### Page text
☆ ☆ ☆ ☆ ☆
For the gene expression assays, blood samples were collected through venipuncture using a BD Vacutainer and vacuum tube needles. Standard aseptic techniques were employed. Gene expression studies were conducted to determine the effects of T-Hg exposure on the cells. To isolate total RNA from the whole blood samples, the Tempus™ Blood RNA Tube (Applied Biosystems, Foster City, CA, USA) was employed. Each tube in the Tempus Blood RNA Kit contained 6 mL of Stabilizing Reagent and allowed up to 3 mL of blood to be collected. In accordance with the manufacturer’s instructions, the samples for mRNA analysis were stored at −80 °C as soon as they arrived in the laboratory [22].

Spectrophotometry using a NanoDrop 2000 (Thermo Scientific, Wilmington, NC, USA) was employed to measure RNA concentrations, and the A260/A280 ratio was used to assess purity. DNA synthesis was conducted employing the high-capacity cDNA reverse transcription kit from Applied Biosystems in Foster City, CA, USA. RT-PCR was conducted utilizing the SYBR Green qPCR Master Mix from Thermo Scientific in Wilmington, NC, USA, on a Step One Plus thermal cycler from Applied Biosystems. The conditions for RT-PCR followed the manufacturer’s recommendations. Three genes related to metal exposure and oxidative stress were examined: metallothionein 1A (MT1A), 1K (MT1K or MT1M), and superoxide dismutase 1 (SOD1). The comparative CT method (ΔCT) was employed to evaluate these genes, using the geometric mean of glyceraldehyde-3-phosphate dehydrogenase (GAPDH) and beta-2-microglobulin (β2M) as reference genes [23]. All technical term abbreviations are explained in the text. Negative controls without cDNA were also used during the experiments.

2.5. The Cognitive Assessment

The previously validated Kaufman IQ test was employed in Colombia [22] to obtain the total IQ scores and two ability scores, specifically the vocabulary scale (VoS) and the matrices scale (MaS), for children. The evaluations were conducted by an experienced psychologist in separate, one-on-one rooms, in areas where the noise was minimal. Each test lasted between 25 and 60 min. Scores below 70 are considered to be very low, while scores above 129 are very high.
☆ ☆ ☆ ☆ ☆
[Point localization data]

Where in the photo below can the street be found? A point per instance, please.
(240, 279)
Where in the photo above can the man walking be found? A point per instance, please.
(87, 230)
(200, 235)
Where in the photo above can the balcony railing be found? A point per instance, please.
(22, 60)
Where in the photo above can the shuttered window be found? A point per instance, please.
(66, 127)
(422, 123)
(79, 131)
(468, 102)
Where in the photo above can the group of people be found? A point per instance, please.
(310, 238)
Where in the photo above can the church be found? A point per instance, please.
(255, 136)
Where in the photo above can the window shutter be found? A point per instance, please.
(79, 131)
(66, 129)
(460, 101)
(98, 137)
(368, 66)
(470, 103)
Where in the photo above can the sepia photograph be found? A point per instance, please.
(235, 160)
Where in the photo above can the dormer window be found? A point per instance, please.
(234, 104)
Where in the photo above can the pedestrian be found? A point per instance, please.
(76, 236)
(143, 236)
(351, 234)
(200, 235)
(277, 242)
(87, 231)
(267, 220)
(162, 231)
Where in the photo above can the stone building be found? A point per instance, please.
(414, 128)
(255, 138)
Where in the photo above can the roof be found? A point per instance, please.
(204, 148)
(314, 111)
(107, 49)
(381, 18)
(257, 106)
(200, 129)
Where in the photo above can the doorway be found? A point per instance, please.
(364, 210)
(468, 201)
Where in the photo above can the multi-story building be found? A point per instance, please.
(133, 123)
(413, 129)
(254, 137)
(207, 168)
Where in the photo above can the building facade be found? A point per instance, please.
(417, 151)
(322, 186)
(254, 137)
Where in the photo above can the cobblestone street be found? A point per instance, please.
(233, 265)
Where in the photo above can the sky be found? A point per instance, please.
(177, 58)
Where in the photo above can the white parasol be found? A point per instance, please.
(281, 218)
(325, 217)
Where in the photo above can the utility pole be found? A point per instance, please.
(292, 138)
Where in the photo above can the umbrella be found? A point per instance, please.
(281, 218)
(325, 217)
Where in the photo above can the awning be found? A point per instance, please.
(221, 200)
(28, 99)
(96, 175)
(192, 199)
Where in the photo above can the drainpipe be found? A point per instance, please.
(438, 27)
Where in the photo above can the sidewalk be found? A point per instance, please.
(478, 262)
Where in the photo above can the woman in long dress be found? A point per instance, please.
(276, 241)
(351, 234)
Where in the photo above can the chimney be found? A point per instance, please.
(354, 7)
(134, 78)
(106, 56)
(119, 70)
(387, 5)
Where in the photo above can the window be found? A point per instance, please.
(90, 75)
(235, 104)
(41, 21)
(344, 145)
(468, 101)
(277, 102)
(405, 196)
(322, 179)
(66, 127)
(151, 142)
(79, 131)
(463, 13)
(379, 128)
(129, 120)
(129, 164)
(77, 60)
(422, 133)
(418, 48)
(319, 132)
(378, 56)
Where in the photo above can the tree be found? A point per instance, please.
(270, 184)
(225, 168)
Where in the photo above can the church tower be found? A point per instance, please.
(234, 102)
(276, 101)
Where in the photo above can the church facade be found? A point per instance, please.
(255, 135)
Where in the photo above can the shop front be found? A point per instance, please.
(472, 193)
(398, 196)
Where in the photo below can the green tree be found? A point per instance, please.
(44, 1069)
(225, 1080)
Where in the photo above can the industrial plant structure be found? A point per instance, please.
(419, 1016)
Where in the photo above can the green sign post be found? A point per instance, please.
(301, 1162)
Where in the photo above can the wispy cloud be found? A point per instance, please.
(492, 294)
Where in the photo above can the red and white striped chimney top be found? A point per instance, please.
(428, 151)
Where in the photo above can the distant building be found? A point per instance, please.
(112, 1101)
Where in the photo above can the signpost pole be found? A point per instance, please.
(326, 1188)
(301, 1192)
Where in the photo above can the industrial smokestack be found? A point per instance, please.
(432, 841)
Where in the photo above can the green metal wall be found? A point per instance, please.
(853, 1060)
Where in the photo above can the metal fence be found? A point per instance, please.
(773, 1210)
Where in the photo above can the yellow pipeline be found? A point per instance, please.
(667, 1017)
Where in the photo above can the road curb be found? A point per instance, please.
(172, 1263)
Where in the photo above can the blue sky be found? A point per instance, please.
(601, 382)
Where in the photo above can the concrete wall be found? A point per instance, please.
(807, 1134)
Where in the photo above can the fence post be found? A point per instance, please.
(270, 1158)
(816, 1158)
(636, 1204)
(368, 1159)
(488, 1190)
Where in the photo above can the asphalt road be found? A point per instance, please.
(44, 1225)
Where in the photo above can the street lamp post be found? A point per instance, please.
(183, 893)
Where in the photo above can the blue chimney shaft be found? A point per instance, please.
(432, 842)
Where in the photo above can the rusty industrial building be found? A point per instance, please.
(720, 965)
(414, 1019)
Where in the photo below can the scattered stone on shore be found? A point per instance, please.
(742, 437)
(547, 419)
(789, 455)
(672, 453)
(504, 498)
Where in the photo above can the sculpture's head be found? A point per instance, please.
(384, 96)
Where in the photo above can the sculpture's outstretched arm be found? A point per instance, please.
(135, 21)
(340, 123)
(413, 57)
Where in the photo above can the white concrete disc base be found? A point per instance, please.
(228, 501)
☆ ☆ ☆ ☆ ☆
According to the methods text, which two reference genes were used for the comparative CT evaluation?

Glyceraldehyde-3-phosphate dehydrogenase (GAPDH) and beta-2-microglobulin (β2M), whose geometric mean served as the reference.